### Directions
Write out, word for word, the stretch from the line containing "Can you find the white bucket" through the end of the records, and leave the pictures out of your answer.

Stored data entries:
▶

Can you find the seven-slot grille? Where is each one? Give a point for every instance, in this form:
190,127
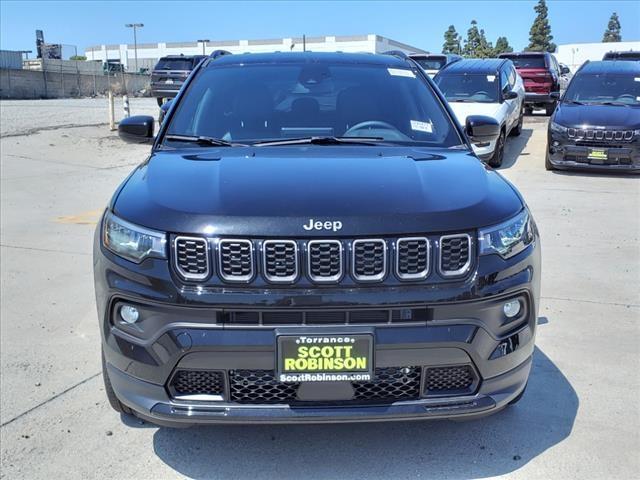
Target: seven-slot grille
192,257
599,135
236,260
369,259
280,260
324,260
455,254
412,258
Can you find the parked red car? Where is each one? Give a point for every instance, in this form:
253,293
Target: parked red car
541,74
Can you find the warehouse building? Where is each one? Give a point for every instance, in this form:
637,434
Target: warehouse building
149,53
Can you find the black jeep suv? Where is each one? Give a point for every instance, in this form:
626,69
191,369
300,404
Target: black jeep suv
312,239
597,124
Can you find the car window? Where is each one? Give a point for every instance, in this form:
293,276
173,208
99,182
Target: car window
601,88
258,102
469,88
175,64
432,63
527,61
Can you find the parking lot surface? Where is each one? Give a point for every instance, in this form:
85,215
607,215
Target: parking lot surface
578,419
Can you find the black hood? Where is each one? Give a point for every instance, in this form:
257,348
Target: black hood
274,191
586,116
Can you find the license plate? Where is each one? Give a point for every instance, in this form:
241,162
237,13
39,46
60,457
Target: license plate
597,154
324,358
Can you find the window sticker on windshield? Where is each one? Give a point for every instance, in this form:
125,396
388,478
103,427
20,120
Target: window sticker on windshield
401,72
421,126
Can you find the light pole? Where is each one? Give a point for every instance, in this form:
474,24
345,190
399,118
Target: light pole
204,42
135,26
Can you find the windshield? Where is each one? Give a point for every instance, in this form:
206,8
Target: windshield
261,102
526,61
175,64
432,63
604,88
469,88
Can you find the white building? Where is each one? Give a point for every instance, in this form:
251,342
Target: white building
149,53
575,54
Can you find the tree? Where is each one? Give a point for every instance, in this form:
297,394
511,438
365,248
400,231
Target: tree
612,33
472,43
451,41
540,34
502,46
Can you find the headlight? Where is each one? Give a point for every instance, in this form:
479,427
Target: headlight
508,238
557,128
131,241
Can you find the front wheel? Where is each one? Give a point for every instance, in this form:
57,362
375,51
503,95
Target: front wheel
547,163
498,154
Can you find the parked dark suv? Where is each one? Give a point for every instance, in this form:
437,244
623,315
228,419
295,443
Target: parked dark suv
597,124
541,73
170,73
312,239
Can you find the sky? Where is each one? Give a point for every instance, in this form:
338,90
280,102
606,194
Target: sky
417,23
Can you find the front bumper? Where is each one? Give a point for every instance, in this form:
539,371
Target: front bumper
183,330
567,154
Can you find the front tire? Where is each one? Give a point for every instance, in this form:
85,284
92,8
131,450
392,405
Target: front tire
547,163
111,395
498,154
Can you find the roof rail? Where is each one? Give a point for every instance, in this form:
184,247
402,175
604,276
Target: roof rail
218,53
396,53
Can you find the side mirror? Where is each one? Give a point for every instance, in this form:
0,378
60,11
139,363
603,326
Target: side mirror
137,129
482,129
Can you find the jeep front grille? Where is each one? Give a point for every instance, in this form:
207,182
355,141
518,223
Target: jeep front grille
412,258
594,135
192,257
236,260
280,259
455,255
369,259
324,260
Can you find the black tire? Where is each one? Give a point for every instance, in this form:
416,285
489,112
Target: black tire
498,154
550,108
547,164
517,130
111,395
519,397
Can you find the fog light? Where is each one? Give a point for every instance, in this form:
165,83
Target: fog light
129,314
511,309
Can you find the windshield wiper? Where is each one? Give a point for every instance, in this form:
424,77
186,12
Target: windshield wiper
321,141
203,140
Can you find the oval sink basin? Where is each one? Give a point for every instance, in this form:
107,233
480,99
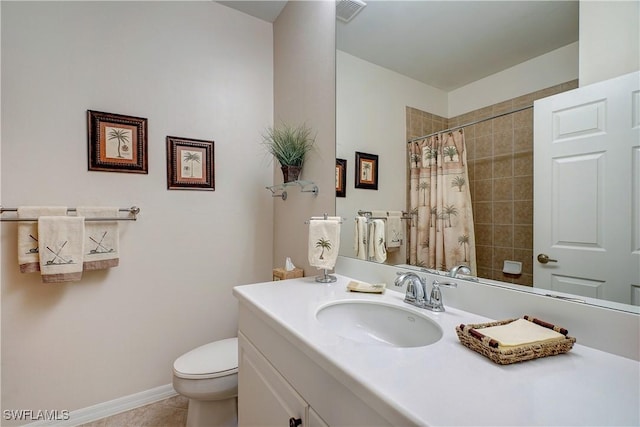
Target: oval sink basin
370,322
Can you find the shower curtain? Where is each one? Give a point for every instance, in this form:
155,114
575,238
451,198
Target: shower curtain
442,234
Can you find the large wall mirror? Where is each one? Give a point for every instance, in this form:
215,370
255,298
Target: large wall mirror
407,70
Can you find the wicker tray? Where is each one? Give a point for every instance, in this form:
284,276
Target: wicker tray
471,336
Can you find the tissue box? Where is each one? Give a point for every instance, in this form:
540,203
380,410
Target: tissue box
282,274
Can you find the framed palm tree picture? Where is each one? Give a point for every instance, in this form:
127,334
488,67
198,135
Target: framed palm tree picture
117,143
366,171
190,164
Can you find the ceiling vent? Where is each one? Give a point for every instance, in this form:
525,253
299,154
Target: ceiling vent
347,9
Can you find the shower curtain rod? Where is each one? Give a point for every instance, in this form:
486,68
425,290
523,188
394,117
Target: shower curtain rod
471,123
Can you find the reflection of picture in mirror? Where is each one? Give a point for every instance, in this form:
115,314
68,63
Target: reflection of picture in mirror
366,171
341,178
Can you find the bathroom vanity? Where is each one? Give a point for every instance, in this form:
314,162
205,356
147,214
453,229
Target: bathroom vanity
295,368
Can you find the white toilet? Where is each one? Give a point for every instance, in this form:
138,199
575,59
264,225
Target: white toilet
208,376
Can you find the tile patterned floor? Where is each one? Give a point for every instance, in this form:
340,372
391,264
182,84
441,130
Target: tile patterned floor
170,412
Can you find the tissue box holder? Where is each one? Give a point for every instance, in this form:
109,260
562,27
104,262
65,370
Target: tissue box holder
282,274
471,337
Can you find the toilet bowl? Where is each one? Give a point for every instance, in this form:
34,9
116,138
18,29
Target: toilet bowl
208,376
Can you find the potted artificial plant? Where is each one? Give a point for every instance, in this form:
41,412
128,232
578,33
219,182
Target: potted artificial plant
289,145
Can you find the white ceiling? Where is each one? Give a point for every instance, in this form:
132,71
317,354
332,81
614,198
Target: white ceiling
447,44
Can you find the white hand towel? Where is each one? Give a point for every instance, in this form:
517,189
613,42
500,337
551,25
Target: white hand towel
394,232
61,245
520,332
28,257
360,237
324,242
101,238
377,244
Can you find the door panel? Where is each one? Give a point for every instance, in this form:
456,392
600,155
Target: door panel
586,191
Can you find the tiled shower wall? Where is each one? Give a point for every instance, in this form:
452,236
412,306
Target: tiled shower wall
500,163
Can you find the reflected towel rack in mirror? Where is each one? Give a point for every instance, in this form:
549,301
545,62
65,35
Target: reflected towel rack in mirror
133,212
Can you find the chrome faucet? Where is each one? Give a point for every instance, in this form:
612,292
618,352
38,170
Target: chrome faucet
463,269
416,293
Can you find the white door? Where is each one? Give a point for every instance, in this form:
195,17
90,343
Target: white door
587,190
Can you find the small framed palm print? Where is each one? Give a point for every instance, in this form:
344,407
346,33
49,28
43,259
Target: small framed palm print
190,164
117,143
366,171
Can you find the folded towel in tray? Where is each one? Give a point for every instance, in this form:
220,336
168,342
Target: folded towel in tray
61,247
520,332
101,239
324,242
28,257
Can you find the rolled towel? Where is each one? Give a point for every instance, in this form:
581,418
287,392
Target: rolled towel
360,238
377,244
101,238
324,242
394,230
61,246
28,256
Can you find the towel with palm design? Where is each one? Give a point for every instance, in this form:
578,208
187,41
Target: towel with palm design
101,238
61,246
28,252
324,242
377,242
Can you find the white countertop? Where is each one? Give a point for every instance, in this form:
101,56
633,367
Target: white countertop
446,383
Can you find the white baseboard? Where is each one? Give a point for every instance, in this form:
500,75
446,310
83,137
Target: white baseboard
112,407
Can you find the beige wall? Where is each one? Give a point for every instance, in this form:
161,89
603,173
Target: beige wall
193,69
609,39
304,92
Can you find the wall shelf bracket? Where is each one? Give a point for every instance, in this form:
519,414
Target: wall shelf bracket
280,190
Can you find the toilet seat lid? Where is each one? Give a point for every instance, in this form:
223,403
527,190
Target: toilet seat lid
212,360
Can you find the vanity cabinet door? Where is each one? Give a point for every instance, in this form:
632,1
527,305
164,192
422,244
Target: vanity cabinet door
315,420
265,398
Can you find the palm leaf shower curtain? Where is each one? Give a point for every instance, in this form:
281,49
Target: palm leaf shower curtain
442,234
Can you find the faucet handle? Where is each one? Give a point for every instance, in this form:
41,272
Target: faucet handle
435,299
437,284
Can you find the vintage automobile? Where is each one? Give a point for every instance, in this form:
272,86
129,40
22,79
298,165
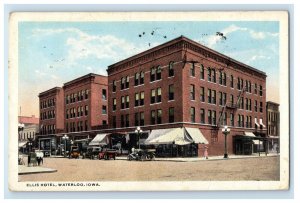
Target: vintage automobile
108,154
74,152
91,152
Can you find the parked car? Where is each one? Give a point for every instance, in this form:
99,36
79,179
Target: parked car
91,152
74,153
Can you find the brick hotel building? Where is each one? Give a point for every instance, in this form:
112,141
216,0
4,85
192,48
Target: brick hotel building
76,109
184,85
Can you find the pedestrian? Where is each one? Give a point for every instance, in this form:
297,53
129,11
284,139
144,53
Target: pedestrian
206,152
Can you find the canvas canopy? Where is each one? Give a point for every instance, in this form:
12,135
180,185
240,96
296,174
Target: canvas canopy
178,136
196,135
100,139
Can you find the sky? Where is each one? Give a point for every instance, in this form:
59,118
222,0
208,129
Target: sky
52,53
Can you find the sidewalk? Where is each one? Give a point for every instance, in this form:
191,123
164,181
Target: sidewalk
212,158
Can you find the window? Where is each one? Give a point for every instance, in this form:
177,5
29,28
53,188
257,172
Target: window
192,92
192,114
114,122
86,94
152,96
153,117
171,115
255,105
159,113
231,119
136,79
158,73
158,99
137,98
202,72
260,90
104,109
136,119
122,121
82,95
202,116
142,119
114,104
213,96
122,102
209,117
122,83
127,120
213,115
224,118
104,94
202,94
231,81
255,88
142,96
127,101
127,82
171,69
209,96
141,78
209,74
114,86
86,110
192,70
171,92
86,126
152,74
213,75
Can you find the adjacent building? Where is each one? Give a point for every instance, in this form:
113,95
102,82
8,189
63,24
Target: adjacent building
182,87
273,124
76,110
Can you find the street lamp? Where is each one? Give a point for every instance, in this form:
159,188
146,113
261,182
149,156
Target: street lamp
225,131
138,131
65,137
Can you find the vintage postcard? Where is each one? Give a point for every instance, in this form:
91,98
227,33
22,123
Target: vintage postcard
148,101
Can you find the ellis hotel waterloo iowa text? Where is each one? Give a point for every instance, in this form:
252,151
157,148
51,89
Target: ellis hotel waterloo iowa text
180,93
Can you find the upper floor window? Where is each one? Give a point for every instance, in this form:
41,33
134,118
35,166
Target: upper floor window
127,82
114,86
158,73
192,70
192,114
202,94
104,96
171,69
171,115
202,72
260,91
123,83
171,92
114,104
192,92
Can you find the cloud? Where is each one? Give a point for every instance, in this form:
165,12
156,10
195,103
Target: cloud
214,39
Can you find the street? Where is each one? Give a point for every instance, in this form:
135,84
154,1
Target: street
259,168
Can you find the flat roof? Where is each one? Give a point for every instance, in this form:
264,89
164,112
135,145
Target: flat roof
183,38
83,78
54,89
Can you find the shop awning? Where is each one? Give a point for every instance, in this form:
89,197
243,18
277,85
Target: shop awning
257,142
22,144
249,134
196,136
100,139
168,136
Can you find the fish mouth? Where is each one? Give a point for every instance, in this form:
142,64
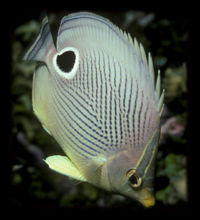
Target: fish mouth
148,200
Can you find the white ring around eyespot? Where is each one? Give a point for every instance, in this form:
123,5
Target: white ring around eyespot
72,73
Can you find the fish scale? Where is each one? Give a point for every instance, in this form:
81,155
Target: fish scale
105,111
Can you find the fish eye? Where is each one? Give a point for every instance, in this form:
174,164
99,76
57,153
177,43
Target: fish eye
133,178
66,62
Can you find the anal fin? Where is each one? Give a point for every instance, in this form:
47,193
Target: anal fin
64,166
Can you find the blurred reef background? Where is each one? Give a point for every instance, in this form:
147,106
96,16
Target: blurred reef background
33,183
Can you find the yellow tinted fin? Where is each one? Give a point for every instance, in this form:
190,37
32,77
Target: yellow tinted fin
63,165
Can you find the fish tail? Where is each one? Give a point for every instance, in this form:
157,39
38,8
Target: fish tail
40,48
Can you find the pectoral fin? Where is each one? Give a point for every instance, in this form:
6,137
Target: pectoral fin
64,166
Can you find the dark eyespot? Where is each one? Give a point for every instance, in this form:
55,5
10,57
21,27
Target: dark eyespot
66,61
133,178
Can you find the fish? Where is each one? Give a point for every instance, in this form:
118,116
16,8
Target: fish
95,93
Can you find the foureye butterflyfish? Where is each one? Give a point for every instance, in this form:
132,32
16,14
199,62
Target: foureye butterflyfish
94,92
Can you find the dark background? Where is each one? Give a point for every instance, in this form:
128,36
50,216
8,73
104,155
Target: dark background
18,16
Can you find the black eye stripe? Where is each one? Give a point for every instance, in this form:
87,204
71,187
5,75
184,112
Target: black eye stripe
133,179
66,61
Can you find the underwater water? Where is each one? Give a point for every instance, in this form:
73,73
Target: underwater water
33,183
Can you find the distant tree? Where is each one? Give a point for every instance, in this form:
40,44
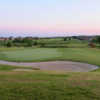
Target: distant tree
65,38
98,39
9,44
42,44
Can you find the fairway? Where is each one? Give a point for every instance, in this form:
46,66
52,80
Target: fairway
31,54
87,55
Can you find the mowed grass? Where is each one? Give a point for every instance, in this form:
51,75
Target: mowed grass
43,85
30,54
88,55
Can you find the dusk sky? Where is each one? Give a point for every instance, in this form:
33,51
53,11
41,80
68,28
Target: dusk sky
48,17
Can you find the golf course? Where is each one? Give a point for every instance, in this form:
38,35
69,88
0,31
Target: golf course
50,73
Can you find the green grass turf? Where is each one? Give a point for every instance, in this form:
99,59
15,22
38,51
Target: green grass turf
11,68
88,55
42,85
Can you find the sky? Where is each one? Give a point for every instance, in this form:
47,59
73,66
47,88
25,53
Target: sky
49,17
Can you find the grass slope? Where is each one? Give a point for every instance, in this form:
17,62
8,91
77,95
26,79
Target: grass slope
39,85
88,55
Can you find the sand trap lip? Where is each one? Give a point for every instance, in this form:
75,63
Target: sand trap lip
68,66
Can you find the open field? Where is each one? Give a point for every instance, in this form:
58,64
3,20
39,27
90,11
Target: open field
28,83
48,85
87,55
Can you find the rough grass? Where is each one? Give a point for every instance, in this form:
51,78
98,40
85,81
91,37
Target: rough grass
88,55
10,68
41,85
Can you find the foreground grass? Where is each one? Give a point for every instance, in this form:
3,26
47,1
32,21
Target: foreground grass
39,85
87,55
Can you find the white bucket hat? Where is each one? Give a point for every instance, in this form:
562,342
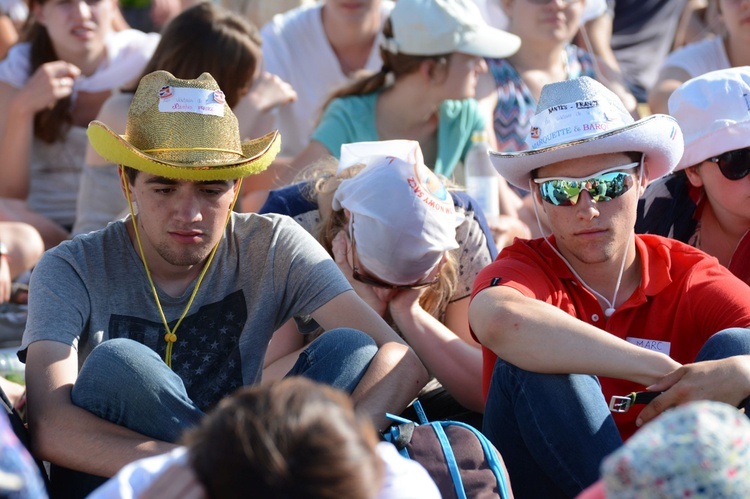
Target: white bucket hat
581,117
713,111
403,217
434,27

◀

### Solution to the problem
Can you find the white bucket hat? Where is each one? Give a point for every instance, in this form:
562,342
Target: white bucket hat
581,117
713,111
403,217
434,27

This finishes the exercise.